=== ASSIGNMENT ===
Starting at the line that contains "Target: planter box", return every line down to the end of the records below, exactly as written.
BEGIN RECORDS TO USE
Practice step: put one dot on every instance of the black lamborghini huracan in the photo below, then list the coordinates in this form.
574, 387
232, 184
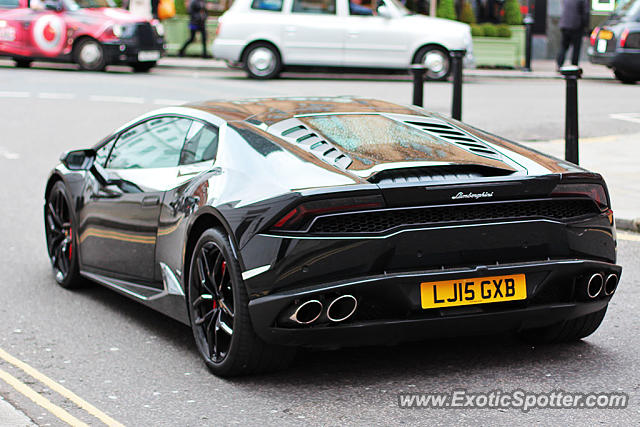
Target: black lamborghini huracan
267, 224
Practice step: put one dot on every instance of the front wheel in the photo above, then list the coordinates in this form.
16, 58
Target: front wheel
60, 233
436, 60
565, 331
143, 67
89, 55
262, 61
219, 311
627, 78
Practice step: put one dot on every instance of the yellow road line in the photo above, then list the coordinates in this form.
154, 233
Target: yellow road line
60, 389
628, 236
38, 399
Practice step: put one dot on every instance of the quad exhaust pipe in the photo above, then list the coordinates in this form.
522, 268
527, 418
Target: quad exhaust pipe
595, 285
610, 284
341, 308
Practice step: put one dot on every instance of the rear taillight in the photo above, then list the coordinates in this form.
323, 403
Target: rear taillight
594, 36
595, 192
623, 37
302, 215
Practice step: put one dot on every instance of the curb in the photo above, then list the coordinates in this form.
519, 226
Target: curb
628, 224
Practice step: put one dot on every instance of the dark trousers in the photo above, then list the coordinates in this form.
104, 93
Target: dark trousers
571, 38
195, 31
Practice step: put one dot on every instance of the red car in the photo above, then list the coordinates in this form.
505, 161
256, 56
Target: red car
91, 33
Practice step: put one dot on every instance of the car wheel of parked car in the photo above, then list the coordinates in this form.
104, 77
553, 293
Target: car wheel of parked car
437, 61
22, 63
89, 55
262, 61
568, 330
60, 233
219, 311
626, 77
143, 67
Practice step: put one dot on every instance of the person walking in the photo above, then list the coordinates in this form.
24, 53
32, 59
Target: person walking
197, 24
574, 21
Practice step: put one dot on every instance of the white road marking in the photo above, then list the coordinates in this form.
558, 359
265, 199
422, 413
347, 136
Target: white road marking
9, 155
122, 99
169, 101
54, 95
629, 117
9, 94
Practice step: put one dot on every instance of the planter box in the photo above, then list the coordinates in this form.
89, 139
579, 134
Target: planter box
500, 51
176, 32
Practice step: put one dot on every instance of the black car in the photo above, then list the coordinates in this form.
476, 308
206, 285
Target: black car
END RECORDS TO USE
=== SOLUTION BELOW ===
Target: planter box
500, 51
176, 32
Practice step: put one dot on every instance of the black car in the photo above, then list the coordinates in this form.
476, 308
206, 285
Target: black car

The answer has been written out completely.